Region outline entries
_ _ _ _ _ _ _
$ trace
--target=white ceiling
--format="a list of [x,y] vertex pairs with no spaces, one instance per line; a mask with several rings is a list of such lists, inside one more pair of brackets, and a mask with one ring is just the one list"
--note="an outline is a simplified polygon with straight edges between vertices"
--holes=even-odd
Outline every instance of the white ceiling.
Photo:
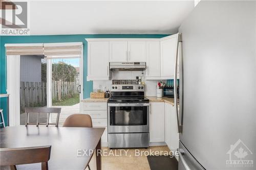
[[31,34],[174,34],[194,8],[194,1],[31,1]]

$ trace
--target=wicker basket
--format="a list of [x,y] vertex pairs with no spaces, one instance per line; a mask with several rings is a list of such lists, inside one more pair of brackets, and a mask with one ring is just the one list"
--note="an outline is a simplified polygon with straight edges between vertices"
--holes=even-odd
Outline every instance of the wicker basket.
[[92,99],[102,99],[105,98],[105,93],[104,92],[96,93],[96,92],[91,92],[90,93],[90,96]]

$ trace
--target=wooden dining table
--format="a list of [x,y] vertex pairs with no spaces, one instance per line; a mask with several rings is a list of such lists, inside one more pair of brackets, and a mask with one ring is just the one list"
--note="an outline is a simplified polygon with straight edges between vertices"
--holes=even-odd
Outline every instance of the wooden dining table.
[[[83,170],[93,154],[89,151],[100,150],[104,128],[70,128],[25,126],[0,129],[1,148],[13,148],[52,146],[48,162],[51,169]],[[101,169],[100,154],[96,155],[97,170]],[[38,169],[40,164],[38,164]],[[17,169],[35,169],[31,164]]]

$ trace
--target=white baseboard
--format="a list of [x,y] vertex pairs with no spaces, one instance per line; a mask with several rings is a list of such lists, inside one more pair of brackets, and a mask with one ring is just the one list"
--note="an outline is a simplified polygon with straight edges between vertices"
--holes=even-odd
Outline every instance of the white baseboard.
[[167,145],[167,144],[165,142],[150,142],[150,147],[166,146],[166,145]]
[[[166,146],[166,143],[165,142],[150,142],[150,147],[156,147],[156,146]],[[108,142],[102,142],[102,147],[108,147]]]

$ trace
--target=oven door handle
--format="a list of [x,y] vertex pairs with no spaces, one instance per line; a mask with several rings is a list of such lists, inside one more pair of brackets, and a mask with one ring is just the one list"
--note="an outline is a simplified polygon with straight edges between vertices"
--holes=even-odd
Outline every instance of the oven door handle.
_ _ _ _ _ _ _
EXERCISE OBJECTIVE =
Reproduce the records from their start through the line holding "[[31,34],[174,34],[194,8],[194,1],[31,1]]", inclusive, with the requests included and every x and y vertex coordinate in the answers shifted up by 7. Omit the pictures.

FINISHED EXERCISE =
$ trace
--target=white ceiling
--format="a list of [x,y] vertex pairs with no spaces, one instance per line; a mask with several rings is a list of such lists, inside one more pair of brackets, and a mask with one ring is just the one list"
--note="an outline is a simplified polygon with straight edges between vertices"
--holes=even-odd
Outline every instance of the white ceiling.
Photo:
[[38,41],[181,41],[201,15],[201,8],[38,8]]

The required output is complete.